Substitute "silver" for each "chrome" in the lines below and write them out again with nothing else changed. Leave the pictures out of your answer.

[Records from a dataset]
____________________
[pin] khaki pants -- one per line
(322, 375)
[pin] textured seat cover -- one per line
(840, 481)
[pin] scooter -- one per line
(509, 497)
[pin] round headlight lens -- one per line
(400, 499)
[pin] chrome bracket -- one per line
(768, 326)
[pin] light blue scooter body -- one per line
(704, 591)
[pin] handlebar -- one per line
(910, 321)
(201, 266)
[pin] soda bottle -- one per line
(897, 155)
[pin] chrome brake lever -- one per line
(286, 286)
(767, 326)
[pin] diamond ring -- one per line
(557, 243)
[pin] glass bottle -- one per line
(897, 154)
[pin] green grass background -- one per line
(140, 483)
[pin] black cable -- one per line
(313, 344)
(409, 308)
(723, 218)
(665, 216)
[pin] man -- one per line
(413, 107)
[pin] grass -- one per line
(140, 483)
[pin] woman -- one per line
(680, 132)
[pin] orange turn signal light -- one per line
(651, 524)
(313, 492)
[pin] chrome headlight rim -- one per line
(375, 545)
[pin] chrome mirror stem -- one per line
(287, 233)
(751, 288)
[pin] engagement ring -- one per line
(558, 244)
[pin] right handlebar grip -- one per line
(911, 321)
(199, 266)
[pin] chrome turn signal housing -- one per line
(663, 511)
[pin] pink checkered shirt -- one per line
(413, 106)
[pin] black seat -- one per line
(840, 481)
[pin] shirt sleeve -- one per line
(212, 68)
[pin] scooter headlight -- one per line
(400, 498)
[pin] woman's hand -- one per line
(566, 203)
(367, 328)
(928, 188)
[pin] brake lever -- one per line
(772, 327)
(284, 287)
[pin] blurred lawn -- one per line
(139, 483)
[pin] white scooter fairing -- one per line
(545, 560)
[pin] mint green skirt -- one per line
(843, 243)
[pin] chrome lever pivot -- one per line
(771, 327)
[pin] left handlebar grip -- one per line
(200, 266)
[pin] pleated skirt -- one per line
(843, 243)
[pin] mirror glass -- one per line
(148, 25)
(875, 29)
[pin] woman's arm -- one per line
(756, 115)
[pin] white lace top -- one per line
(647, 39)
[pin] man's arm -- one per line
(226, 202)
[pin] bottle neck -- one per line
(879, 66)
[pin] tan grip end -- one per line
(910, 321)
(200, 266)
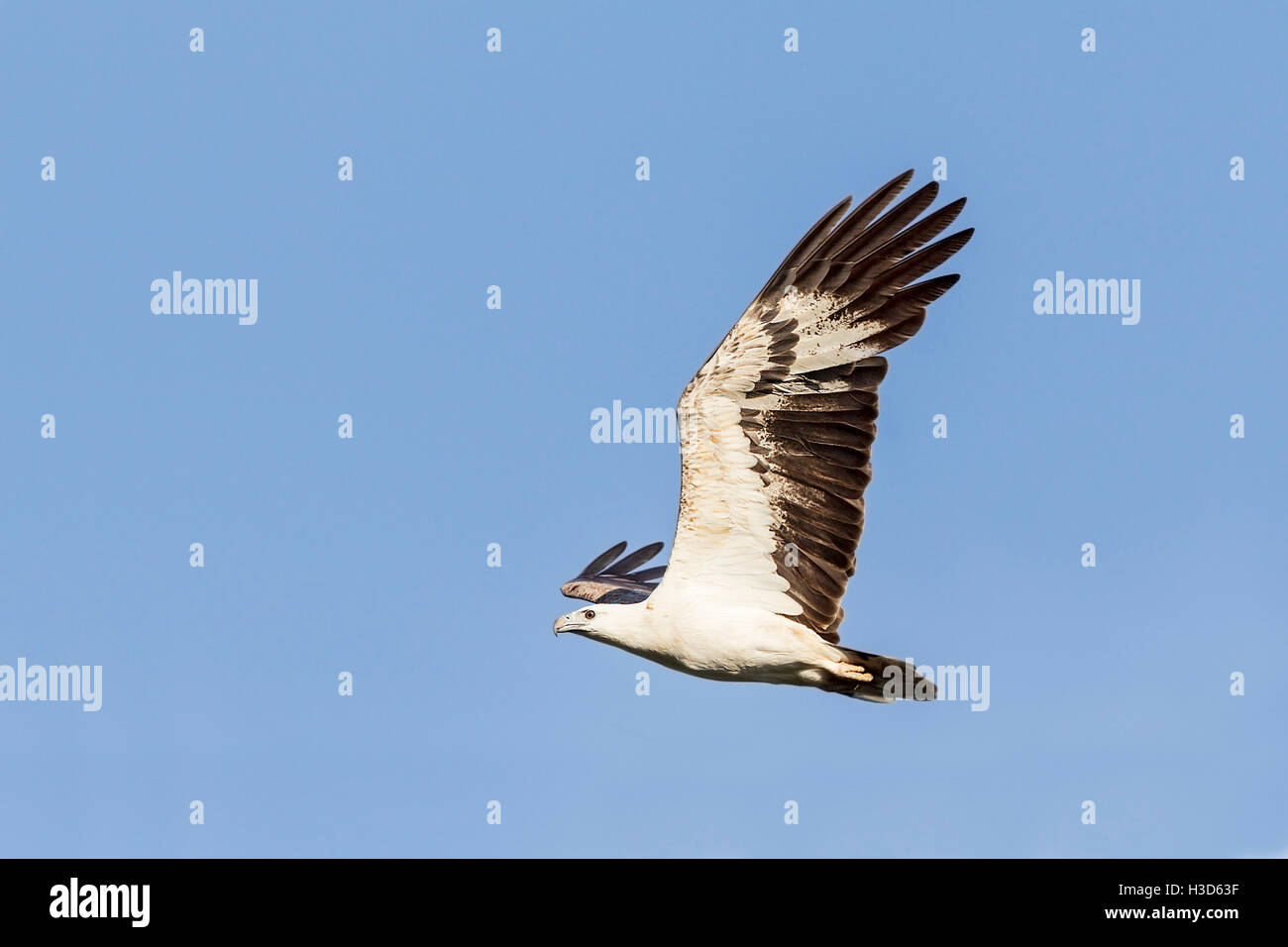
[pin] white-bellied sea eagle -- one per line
(776, 434)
____________________
> Task answer:
[pin] khaki pants -- one per line
(322, 375)
[pin] textured seat cover -- one per line
(840, 481)
[pin] scooter -- one per line
(509, 497)
[pin] round headlight lens -- one per line
(400, 499)
[pin] silver bracket -- one per line
(768, 326)
[pin] light blue scooter body -- one per line
(704, 591)
[pin] handlebar -- one per line
(910, 321)
(201, 266)
[pin] soda bottle -- one per line
(897, 155)
[pin] silver brake lever -- one per line
(286, 286)
(767, 326)
[pin] diamond ring -- one per line
(557, 243)
[pin] glass bottle -- one per line
(897, 154)
[pin] green grass background -- one per line
(140, 483)
[pin] black cable -- one per line
(313, 344)
(409, 308)
(723, 218)
(665, 216)
[pin] man -- one per line
(413, 107)
[pin] grass -- one per line
(140, 483)
[pin] woman -- one per line
(680, 132)
[pin] orange turn signal light -- one per line
(651, 524)
(313, 492)
[pin] silver headlight rim -- one per line
(375, 545)
[pin] silver mirror stem -- one per line
(287, 233)
(751, 288)
[pin] engagement ring -- one per line
(558, 244)
[pin] right handlebar grip -- one per line
(911, 321)
(199, 266)
[pin] silver turn signal housing -- one per line
(663, 511)
[pin] pink checkered shirt -- one per line
(413, 106)
[pin] black seat -- one per line
(840, 481)
[pin] shirt sleeve -- one per line
(212, 68)
[pin] scooter headlight -- one per line
(400, 498)
[pin] woman's hand -- one per line
(566, 203)
(367, 328)
(928, 188)
[pin] brake lever -- one per line
(772, 327)
(284, 287)
[pin] blurred lawn -- one per line
(139, 483)
[pin] white scooter fairing -- one per line
(545, 560)
[pin] mint green skirt -- one per line
(843, 243)
[pin] silver lever pivot -- one per line
(771, 327)
[pin] left handlebar grip -- one per line
(200, 266)
[pin] pleated skirt -- one per line
(843, 243)
[pin] mirror glass -- one per line
(148, 25)
(875, 29)
[pin] woman's arm -- one per line
(756, 115)
[pin] white lace top -- one per line
(647, 39)
[pin] man's arm -- one per line
(226, 202)
[pin] bottle neck -- one per line
(879, 66)
[pin] tan grip end -- one per line
(910, 321)
(200, 266)
[pin] white-bellied sea eagle -- one per line
(776, 434)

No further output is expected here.